TASK INSTRUCTIONS:
Count the lines in the listing below that contain the word "trace" and reply with the number alone.

(Records from a segmentation dataset)
----------------------------------------
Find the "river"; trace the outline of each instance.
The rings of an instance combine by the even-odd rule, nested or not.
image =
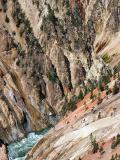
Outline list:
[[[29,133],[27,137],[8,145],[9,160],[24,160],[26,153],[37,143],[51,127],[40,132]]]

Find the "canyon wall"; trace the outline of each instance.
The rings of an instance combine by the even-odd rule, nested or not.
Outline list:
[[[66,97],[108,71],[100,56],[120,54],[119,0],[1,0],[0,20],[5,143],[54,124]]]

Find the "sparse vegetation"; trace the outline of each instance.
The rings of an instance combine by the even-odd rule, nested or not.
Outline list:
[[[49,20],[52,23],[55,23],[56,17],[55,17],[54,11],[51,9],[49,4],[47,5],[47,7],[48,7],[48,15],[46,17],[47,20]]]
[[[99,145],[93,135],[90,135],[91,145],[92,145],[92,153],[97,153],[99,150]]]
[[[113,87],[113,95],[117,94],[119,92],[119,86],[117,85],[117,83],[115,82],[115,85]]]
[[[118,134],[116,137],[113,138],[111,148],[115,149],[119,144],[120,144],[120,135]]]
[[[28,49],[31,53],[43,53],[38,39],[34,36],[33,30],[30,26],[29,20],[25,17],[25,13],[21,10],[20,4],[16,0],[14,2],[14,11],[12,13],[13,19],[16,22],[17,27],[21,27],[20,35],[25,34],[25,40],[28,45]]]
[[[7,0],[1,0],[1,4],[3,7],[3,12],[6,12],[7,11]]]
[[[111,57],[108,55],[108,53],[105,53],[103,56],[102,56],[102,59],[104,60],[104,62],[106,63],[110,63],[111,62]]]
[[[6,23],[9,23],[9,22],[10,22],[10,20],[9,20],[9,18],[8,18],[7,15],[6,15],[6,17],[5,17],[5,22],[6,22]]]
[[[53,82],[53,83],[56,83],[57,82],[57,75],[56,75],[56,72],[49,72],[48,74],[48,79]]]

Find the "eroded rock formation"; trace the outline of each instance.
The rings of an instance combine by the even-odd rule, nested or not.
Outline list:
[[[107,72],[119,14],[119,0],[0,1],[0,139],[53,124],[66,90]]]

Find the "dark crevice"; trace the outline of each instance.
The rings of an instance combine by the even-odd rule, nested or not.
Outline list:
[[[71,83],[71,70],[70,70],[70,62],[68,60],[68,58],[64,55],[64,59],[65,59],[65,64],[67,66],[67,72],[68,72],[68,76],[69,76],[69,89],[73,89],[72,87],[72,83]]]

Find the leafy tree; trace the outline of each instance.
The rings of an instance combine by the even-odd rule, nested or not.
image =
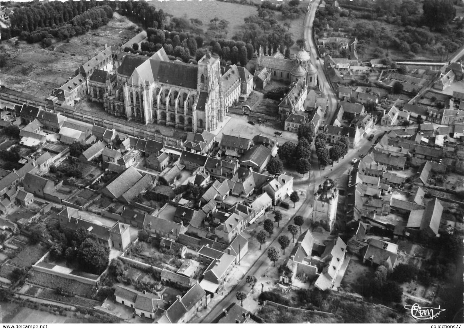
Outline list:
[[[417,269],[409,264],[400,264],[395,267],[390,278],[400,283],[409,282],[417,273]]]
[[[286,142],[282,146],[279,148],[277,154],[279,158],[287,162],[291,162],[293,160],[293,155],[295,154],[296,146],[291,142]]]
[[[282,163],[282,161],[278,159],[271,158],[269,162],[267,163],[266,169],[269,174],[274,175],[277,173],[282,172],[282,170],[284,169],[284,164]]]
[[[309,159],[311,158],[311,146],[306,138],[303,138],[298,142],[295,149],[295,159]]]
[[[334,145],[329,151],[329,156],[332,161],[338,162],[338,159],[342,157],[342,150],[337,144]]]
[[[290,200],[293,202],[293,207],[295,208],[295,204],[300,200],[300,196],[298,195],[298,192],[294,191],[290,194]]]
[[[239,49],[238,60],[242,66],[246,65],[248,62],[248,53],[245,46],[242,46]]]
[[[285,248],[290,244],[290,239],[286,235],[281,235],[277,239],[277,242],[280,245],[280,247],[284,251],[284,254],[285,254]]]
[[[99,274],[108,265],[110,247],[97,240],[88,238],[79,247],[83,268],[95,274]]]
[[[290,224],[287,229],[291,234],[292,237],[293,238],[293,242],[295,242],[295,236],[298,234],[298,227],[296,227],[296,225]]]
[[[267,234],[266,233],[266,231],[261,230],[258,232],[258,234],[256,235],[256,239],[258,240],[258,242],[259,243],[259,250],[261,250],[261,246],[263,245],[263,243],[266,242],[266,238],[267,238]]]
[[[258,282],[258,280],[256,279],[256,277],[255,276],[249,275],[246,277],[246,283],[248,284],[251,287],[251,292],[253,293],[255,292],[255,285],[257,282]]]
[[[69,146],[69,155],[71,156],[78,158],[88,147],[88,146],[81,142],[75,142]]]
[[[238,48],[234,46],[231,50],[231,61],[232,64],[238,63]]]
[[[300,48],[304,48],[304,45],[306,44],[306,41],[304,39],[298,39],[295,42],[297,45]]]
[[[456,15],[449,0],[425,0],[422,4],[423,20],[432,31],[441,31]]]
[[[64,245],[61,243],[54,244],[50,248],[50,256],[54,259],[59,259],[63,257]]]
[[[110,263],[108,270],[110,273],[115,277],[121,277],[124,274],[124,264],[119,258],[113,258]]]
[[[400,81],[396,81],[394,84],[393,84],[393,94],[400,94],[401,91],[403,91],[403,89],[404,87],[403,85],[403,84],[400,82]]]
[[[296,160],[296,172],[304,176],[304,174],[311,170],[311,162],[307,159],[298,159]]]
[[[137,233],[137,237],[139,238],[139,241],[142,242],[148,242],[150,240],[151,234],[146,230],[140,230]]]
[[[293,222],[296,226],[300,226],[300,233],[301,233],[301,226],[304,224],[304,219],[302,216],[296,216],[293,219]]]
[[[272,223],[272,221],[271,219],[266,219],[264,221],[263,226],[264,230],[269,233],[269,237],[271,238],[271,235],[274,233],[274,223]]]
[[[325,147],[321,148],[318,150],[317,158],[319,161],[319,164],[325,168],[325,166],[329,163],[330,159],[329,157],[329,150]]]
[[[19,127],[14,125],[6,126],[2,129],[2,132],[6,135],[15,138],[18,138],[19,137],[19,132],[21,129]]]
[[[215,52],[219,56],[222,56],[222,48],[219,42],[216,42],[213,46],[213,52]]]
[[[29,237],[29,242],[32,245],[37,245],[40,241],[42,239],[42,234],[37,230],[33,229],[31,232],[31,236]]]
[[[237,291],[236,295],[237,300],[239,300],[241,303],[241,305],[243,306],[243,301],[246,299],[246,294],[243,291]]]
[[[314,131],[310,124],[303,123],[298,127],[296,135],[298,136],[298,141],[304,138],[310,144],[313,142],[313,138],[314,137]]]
----------------------------------------
FULL RESPONSE:
6